(Dataset items)
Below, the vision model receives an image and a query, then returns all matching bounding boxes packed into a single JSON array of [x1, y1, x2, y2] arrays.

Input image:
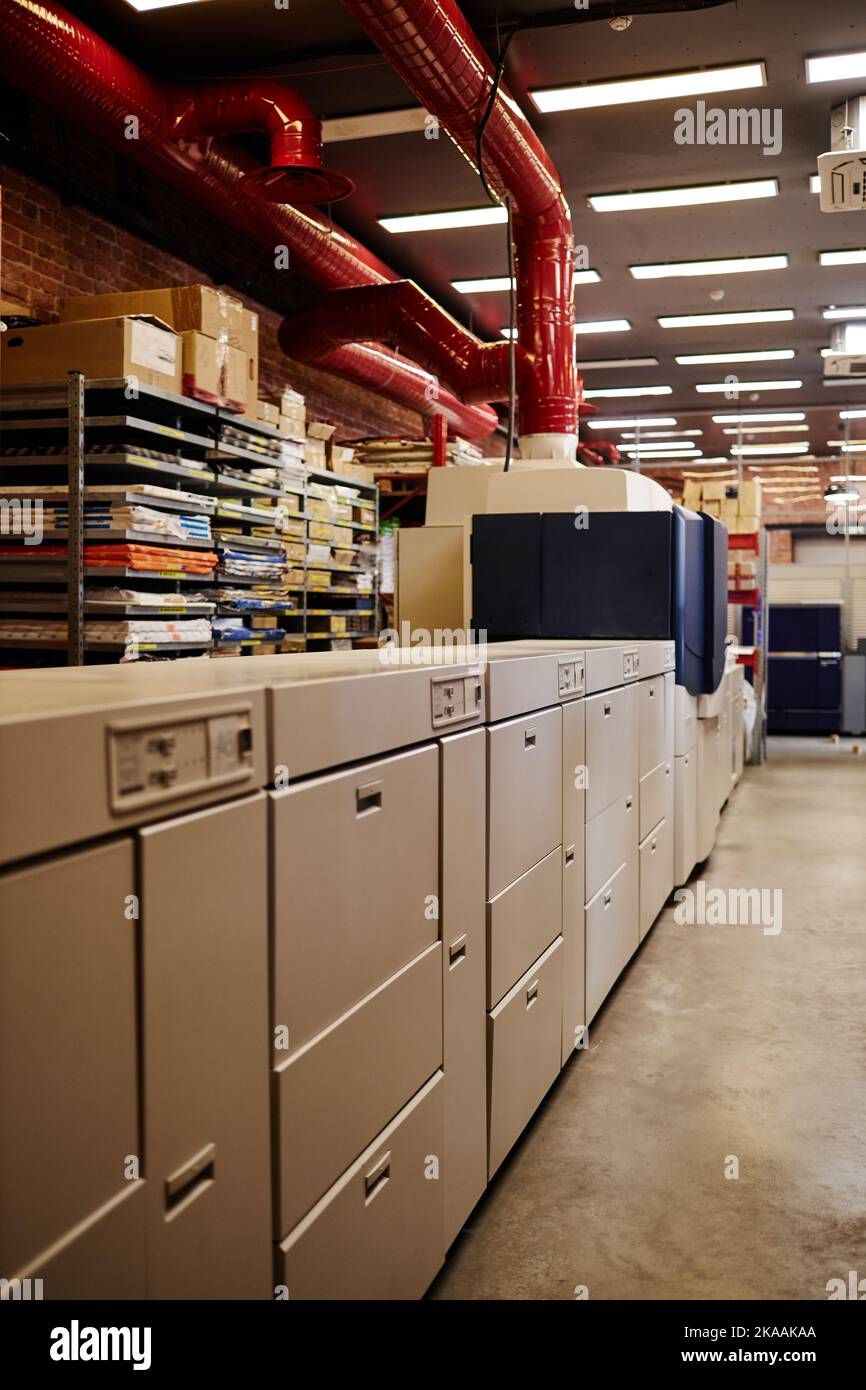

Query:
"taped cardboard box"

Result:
[[0, 314, 182, 396], [60, 285, 259, 403], [181, 332, 252, 413]]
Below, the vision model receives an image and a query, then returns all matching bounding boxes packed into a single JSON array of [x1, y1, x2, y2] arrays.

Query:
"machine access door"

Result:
[[139, 794, 272, 1298]]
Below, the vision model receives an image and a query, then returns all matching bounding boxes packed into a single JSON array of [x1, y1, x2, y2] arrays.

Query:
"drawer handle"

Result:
[[354, 781, 382, 816], [165, 1144, 217, 1212], [364, 1150, 391, 1207], [448, 931, 466, 970]]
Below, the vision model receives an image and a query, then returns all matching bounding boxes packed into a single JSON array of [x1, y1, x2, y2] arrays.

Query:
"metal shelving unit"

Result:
[[0, 373, 379, 664]]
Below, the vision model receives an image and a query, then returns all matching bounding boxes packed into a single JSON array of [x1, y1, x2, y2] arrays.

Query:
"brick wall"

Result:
[[0, 164, 425, 439], [767, 530, 794, 564]]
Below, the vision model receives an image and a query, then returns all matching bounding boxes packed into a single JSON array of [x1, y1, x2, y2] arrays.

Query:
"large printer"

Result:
[[396, 461, 742, 884], [0, 639, 706, 1300]]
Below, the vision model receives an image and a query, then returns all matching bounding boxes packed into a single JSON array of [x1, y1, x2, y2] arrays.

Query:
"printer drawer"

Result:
[[277, 1072, 448, 1300], [488, 937, 563, 1177], [0, 837, 140, 1278], [487, 849, 563, 1009], [270, 745, 439, 1063], [584, 688, 635, 821], [487, 709, 563, 898], [274, 942, 442, 1238], [639, 762, 674, 840], [587, 848, 639, 1022], [638, 676, 664, 777], [585, 794, 639, 902], [674, 749, 698, 885], [639, 820, 674, 941]]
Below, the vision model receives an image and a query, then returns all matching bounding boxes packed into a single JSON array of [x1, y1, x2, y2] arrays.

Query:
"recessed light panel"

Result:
[[530, 63, 767, 113], [588, 178, 778, 213]]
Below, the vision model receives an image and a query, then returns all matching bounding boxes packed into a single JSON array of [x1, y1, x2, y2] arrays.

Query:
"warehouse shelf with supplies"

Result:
[[0, 373, 378, 666]]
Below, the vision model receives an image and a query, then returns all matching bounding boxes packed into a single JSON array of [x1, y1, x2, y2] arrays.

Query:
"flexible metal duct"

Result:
[[343, 0, 578, 456], [0, 0, 496, 438]]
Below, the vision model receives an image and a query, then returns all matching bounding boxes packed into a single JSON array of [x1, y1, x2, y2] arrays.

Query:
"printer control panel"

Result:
[[430, 674, 484, 728], [623, 648, 641, 681], [559, 656, 585, 699], [108, 708, 253, 813]]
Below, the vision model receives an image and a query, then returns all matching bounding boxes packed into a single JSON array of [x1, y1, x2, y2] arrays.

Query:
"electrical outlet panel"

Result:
[[108, 708, 253, 813]]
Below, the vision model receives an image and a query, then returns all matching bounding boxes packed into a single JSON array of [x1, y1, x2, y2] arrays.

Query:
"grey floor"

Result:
[[431, 738, 866, 1300]]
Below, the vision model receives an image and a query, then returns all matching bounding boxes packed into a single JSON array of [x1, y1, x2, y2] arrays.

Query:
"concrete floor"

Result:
[[430, 738, 866, 1300]]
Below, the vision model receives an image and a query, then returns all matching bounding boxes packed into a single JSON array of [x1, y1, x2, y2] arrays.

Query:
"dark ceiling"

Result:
[[54, 0, 866, 456]]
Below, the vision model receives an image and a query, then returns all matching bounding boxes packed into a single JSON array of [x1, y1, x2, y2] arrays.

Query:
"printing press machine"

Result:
[[0, 639, 735, 1300]]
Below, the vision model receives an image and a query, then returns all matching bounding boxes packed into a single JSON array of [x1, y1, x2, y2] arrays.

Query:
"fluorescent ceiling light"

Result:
[[721, 425, 809, 435], [321, 106, 428, 145], [656, 309, 794, 328], [806, 53, 866, 82], [817, 250, 866, 265], [452, 270, 602, 295], [126, 0, 209, 14], [588, 178, 778, 213], [584, 386, 673, 400], [623, 435, 698, 453], [713, 410, 811, 425], [574, 318, 631, 334], [731, 439, 809, 459], [621, 446, 703, 463], [695, 379, 802, 395], [674, 348, 796, 367], [587, 416, 677, 430], [623, 430, 703, 443], [577, 357, 659, 371], [379, 204, 509, 232], [530, 63, 767, 111], [628, 254, 788, 279]]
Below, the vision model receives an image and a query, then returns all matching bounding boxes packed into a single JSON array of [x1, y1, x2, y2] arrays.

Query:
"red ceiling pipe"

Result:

**PROBLEM REQUIREMENTS**
Rescale the records from their start up to and including the line with "[[139, 794, 272, 1298]]", copying every line in that span but multiplying each bounding-box coordinate in the results by 0.45 and rounding it to a whole number, with halves rounded up. Leave the pictures out of your version.

**OUTPUT BELOW**
Below, the vision model receives an image and a query, then returns all matching bounding boxes packed into a single JSON array of [x1, y1, x2, y2] arrays.

Input image:

Query:
"taped cardboard box"

Result:
[[0, 141, 82, 178], [27, 128, 117, 181], [81, 149, 113, 186]]
Below, the vision model receives an image and a query, then returns all matching bounding boxes packed into a single JSON array of [x1, y1, x2, y2] arrays.

Query:
"machine access door"

Result:
[[63, 357, 122, 584]]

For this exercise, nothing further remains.